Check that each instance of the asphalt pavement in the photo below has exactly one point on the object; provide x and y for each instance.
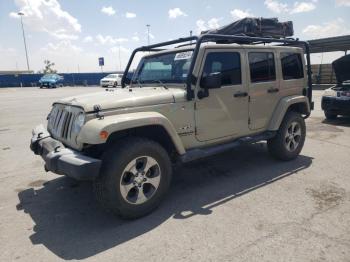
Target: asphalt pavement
(238, 206)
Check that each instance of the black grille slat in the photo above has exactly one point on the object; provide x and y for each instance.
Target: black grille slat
(61, 126)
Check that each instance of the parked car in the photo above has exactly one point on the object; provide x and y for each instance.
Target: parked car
(336, 100)
(51, 81)
(111, 80)
(182, 104)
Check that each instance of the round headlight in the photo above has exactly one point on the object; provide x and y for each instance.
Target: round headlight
(79, 122)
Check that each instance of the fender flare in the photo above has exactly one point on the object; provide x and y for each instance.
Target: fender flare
(90, 132)
(282, 107)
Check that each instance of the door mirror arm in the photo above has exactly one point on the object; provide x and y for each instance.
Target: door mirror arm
(203, 93)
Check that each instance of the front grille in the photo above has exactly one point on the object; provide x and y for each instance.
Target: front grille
(60, 123)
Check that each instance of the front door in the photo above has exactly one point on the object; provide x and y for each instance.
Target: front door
(263, 87)
(224, 112)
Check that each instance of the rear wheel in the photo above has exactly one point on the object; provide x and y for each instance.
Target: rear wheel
(135, 176)
(330, 115)
(290, 138)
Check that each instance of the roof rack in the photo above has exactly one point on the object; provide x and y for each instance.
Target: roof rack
(198, 40)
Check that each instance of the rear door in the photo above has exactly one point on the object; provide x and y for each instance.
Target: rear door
(263, 87)
(225, 111)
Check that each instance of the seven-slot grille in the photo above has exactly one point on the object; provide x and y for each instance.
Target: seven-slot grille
(61, 121)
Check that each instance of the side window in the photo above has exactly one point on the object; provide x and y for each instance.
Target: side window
(262, 67)
(226, 63)
(292, 66)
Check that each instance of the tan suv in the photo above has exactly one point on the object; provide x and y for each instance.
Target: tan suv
(182, 104)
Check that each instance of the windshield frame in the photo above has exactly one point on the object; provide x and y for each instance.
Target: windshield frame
(135, 78)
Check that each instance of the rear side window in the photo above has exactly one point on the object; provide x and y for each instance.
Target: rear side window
(262, 67)
(292, 66)
(226, 63)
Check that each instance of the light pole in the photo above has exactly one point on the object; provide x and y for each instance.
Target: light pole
(120, 63)
(24, 38)
(148, 28)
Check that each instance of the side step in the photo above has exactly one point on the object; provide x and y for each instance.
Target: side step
(198, 153)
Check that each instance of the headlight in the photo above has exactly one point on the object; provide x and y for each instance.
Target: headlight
(79, 122)
(330, 92)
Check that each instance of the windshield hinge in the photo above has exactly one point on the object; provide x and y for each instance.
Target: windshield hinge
(97, 110)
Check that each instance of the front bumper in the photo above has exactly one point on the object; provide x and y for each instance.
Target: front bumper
(61, 160)
(335, 104)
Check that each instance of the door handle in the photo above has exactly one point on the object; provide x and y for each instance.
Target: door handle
(273, 90)
(240, 94)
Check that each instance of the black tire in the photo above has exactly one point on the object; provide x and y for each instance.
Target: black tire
(278, 145)
(107, 186)
(329, 115)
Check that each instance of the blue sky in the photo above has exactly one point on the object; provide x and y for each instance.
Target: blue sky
(73, 33)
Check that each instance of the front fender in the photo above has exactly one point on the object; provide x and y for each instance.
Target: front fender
(90, 132)
(282, 108)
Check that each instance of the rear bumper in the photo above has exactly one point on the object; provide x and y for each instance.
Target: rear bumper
(336, 105)
(61, 160)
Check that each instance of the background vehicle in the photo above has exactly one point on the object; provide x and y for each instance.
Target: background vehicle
(336, 100)
(112, 80)
(183, 104)
(51, 81)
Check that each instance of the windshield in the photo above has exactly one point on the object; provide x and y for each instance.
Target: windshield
(164, 68)
(112, 76)
(49, 77)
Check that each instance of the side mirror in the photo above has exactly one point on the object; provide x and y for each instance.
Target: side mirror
(211, 81)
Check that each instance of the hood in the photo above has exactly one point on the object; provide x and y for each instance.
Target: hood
(125, 97)
(341, 69)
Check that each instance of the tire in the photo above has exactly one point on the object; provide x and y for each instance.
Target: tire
(118, 186)
(290, 138)
(329, 115)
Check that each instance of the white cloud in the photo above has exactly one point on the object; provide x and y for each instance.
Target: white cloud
(48, 16)
(135, 37)
(130, 15)
(176, 12)
(115, 50)
(239, 14)
(212, 23)
(109, 40)
(279, 7)
(328, 29)
(108, 10)
(342, 2)
(302, 7)
(276, 6)
(64, 47)
(87, 39)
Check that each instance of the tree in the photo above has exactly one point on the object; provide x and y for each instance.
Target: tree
(48, 69)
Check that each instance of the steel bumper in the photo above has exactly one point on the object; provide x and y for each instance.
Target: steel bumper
(61, 160)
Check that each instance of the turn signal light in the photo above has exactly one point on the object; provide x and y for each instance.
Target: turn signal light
(103, 135)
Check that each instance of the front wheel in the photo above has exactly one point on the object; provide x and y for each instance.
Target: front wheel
(290, 138)
(135, 176)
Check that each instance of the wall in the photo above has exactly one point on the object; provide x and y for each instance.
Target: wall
(69, 79)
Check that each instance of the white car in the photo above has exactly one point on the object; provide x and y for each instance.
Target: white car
(113, 80)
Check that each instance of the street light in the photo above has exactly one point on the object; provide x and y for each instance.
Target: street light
(24, 38)
(148, 27)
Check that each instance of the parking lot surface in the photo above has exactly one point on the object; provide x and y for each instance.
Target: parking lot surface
(238, 206)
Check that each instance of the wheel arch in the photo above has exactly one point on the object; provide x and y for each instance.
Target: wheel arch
(299, 104)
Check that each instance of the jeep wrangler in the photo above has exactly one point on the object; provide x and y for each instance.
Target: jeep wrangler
(182, 104)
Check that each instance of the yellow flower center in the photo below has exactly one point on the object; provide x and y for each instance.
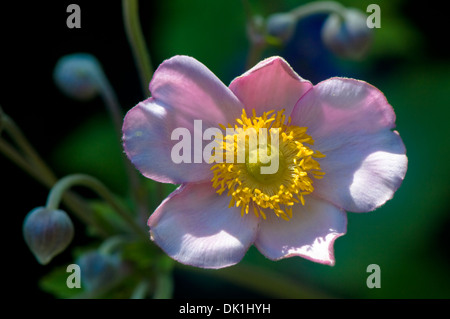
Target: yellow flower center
(264, 164)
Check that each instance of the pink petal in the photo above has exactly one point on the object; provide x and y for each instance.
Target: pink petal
(351, 124)
(270, 85)
(195, 227)
(310, 233)
(183, 90)
(362, 172)
(341, 105)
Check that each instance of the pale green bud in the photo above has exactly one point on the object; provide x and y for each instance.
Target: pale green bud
(348, 36)
(47, 233)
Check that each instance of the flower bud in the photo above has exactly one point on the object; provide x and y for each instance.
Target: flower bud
(281, 25)
(99, 269)
(77, 75)
(47, 233)
(347, 37)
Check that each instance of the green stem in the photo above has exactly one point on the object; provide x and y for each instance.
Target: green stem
(65, 183)
(32, 164)
(318, 7)
(255, 36)
(30, 153)
(137, 42)
(270, 283)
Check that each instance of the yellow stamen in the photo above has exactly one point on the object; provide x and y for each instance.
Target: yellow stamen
(246, 182)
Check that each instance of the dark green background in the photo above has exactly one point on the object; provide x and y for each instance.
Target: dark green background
(409, 237)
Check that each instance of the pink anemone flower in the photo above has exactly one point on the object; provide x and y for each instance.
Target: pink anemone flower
(336, 152)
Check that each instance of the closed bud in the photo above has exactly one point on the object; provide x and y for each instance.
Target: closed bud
(47, 233)
(347, 36)
(281, 26)
(77, 75)
(99, 269)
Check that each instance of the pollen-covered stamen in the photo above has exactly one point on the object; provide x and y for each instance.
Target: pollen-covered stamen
(266, 164)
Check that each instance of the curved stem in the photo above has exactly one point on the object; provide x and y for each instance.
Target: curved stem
(141, 55)
(30, 153)
(318, 7)
(137, 42)
(273, 284)
(67, 182)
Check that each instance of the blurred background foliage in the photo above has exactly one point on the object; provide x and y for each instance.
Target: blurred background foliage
(409, 237)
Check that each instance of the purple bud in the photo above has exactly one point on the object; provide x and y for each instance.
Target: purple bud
(47, 233)
(348, 36)
(77, 75)
(98, 269)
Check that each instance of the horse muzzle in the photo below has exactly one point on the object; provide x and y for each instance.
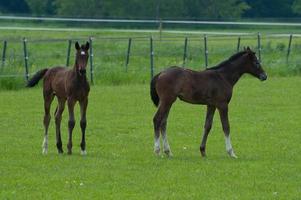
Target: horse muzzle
(263, 76)
(82, 72)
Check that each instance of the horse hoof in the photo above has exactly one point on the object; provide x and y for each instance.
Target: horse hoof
(231, 153)
(168, 153)
(83, 152)
(157, 152)
(45, 151)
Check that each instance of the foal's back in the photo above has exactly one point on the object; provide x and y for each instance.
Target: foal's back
(197, 87)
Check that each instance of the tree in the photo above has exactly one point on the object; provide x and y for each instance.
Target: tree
(268, 8)
(296, 7)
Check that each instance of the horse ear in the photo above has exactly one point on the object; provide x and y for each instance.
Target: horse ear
(77, 47)
(87, 46)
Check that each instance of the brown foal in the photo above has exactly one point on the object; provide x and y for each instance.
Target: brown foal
(212, 87)
(69, 85)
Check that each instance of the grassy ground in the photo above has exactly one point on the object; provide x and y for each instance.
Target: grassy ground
(110, 48)
(265, 128)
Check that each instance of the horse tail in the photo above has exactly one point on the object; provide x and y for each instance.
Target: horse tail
(36, 78)
(153, 91)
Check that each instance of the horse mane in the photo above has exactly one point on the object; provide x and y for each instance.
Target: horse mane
(228, 61)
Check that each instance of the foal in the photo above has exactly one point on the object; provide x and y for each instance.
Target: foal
(69, 85)
(212, 87)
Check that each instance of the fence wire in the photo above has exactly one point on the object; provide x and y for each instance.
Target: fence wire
(112, 58)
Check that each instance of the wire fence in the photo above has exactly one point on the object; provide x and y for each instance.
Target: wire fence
(121, 59)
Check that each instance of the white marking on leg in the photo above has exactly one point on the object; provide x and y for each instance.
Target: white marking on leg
(166, 147)
(83, 153)
(45, 144)
(229, 148)
(157, 146)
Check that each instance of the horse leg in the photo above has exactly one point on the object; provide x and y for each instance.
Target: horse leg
(159, 121)
(83, 123)
(71, 123)
(58, 119)
(47, 103)
(166, 147)
(223, 111)
(207, 128)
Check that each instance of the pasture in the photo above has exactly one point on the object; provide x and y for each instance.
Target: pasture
(48, 48)
(120, 164)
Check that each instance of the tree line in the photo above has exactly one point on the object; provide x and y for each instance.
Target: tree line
(155, 9)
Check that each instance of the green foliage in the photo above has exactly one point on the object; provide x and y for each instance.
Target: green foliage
(80, 8)
(38, 7)
(110, 49)
(296, 7)
(120, 164)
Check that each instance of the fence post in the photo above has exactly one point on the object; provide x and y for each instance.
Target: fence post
(238, 44)
(25, 58)
(68, 52)
(151, 57)
(4, 52)
(91, 61)
(259, 46)
(289, 47)
(185, 51)
(160, 28)
(206, 51)
(128, 54)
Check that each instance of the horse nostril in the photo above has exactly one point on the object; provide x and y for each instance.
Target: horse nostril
(263, 77)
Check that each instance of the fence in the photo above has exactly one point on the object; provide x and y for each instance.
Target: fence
(118, 59)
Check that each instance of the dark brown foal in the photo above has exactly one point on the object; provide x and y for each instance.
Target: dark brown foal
(69, 85)
(212, 87)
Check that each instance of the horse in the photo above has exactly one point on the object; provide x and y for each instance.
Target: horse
(212, 87)
(67, 84)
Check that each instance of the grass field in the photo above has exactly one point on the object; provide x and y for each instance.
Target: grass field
(265, 129)
(49, 48)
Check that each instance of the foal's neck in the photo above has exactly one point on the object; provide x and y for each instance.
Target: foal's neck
(233, 72)
(77, 75)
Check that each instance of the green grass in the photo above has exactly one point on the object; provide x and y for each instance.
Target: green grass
(265, 130)
(110, 47)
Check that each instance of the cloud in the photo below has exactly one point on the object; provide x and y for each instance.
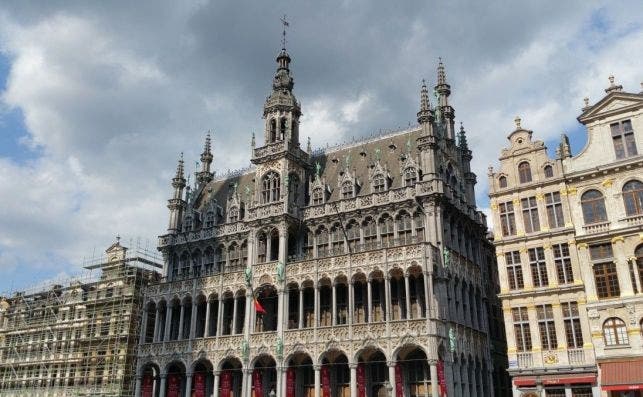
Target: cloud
(111, 94)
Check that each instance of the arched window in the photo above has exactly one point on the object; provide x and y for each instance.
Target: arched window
(633, 198)
(524, 172)
(379, 183)
(270, 187)
(347, 189)
(209, 219)
(234, 214)
(410, 176)
(593, 207)
(273, 130)
(318, 196)
(615, 332)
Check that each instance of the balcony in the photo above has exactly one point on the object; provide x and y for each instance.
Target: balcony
(595, 228)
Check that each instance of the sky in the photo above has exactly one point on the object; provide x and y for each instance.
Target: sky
(97, 99)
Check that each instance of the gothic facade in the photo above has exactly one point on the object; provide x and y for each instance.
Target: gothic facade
(569, 242)
(358, 270)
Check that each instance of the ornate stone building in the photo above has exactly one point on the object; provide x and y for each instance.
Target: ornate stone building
(569, 242)
(356, 270)
(77, 337)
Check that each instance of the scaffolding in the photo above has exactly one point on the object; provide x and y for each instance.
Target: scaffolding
(78, 336)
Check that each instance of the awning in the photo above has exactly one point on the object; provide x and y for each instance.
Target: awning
(555, 379)
(622, 375)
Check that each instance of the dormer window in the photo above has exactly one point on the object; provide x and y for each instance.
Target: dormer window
(524, 172)
(623, 139)
(318, 196)
(270, 187)
(410, 176)
(379, 183)
(347, 189)
(549, 171)
(209, 219)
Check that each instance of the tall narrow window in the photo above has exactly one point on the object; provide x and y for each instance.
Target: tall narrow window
(623, 139)
(507, 219)
(604, 271)
(615, 332)
(633, 198)
(521, 328)
(554, 207)
(538, 267)
(514, 270)
(530, 214)
(593, 207)
(573, 332)
(563, 263)
(524, 172)
(410, 176)
(379, 183)
(547, 327)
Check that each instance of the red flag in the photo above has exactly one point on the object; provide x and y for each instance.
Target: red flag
(258, 308)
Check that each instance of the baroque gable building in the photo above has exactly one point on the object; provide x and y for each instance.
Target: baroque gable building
(569, 244)
(354, 270)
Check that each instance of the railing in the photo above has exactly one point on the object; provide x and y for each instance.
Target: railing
(576, 356)
(525, 360)
(596, 228)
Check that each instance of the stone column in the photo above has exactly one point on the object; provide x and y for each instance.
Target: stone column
(369, 294)
(193, 320)
(137, 388)
(387, 297)
(353, 369)
(435, 386)
(334, 303)
(168, 322)
(407, 293)
(162, 387)
(317, 368)
(234, 316)
(215, 391)
(220, 316)
(301, 307)
(391, 377)
(181, 317)
(206, 330)
(188, 384)
(143, 327)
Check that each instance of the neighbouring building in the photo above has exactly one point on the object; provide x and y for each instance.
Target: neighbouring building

──────────────────────────────

## DIRECTIONS FOR THIS TASK:
Given the listing above, repeat exactly the lines starting at the one with "Target: grass field" and ending at the one with "Check that each instance of the tall", inclusive, excluding pictures.

## ANSWER TO THIS TASK:
Target: grass field
(265, 129)
(49, 48)
Check that each instance of the foal's neck in the photo above has exactly one point on the object; provide x and y for each instance.
Target: foal's neck
(233, 72)
(77, 75)
Check that each instance of the green grass in the photo above has exactly one point on the object; provide x and y for each instance.
Target: green grass
(265, 130)
(110, 47)
Check that each instance of the cloud in the photo below has exactly one point on the object; provide x and y for each instance.
Target: cloud
(111, 94)
Check that each instance of the arched window in the photo above has exactly one point on the object; provide x and y for each instance.
Target: arched window
(633, 198)
(524, 172)
(379, 183)
(270, 187)
(347, 189)
(209, 219)
(234, 214)
(410, 176)
(593, 207)
(273, 130)
(318, 196)
(615, 332)
Check that each instance of the balcony in the photo above has exactly one point on the object; provide x and y for each instance.
Target: balcony
(595, 228)
Check that each instance of the sky in the photo above has exactly one point on the object; provide x and y for each instance.
Target: sky
(97, 99)
Check that each instance of the gothic facade in the photo above has exactly one point on the object; provide x and y for each instance.
Target: gothic facade
(569, 242)
(358, 270)
Check that each instance of the ornate stone building in the photo above has exactly one point on the object; provide x and y for each instance.
Target: ornate stone building
(569, 242)
(356, 270)
(77, 337)
Check that each instance of the scaffolding in the photo above has exactly one point on the object; provide x and y for each instance.
Target: scaffolding
(78, 336)
Check that each instance of the awning in the photo above has exactly one point on the object; provide x and y for each instance.
Target: awning
(555, 379)
(622, 375)
Check that each instance of the dormer window in the photo above has exactly one point on the object; provide x and y for each instance.
Target: dormer window
(524, 172)
(623, 139)
(318, 196)
(270, 187)
(410, 176)
(379, 183)
(347, 189)
(549, 171)
(209, 219)
Check that each instance of the tall narrow window in the photo above has exactly one point on the object; provide x and y for each instance.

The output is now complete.